▶ Required work: Within the entries below, find each line containing the word "photo" and copy it.

▶ Supplied data:
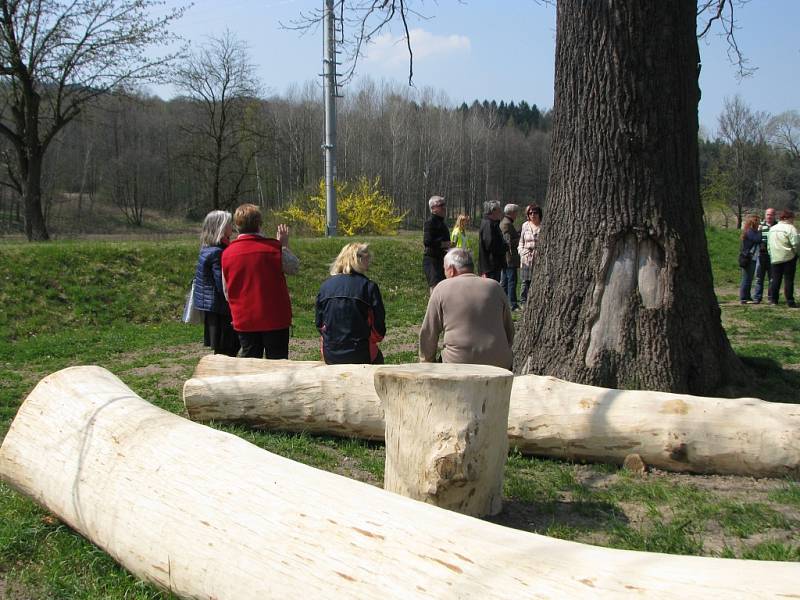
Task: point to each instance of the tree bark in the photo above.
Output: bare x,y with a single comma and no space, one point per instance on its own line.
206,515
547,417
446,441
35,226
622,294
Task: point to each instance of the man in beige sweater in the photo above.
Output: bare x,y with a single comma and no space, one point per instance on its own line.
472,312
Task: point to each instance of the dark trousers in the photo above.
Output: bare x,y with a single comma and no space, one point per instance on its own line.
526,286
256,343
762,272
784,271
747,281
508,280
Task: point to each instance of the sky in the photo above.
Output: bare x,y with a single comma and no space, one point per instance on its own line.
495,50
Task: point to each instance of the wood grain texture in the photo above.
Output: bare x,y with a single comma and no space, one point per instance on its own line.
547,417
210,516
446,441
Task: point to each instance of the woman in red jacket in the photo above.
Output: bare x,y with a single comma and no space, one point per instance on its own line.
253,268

▶ Task solution:
Task: point to each instance of the tree bark in the photo above.
Task: point to each instance of the man in beige sweater in the photo above.
Task: point to each instance of the dark trousers in the photo above.
Task: point to each instance of the sky in the photo above.
Task: point to each instance of the wood grain texture in the photo above.
Task: point to each instance of the woman in red jacket in the photo above.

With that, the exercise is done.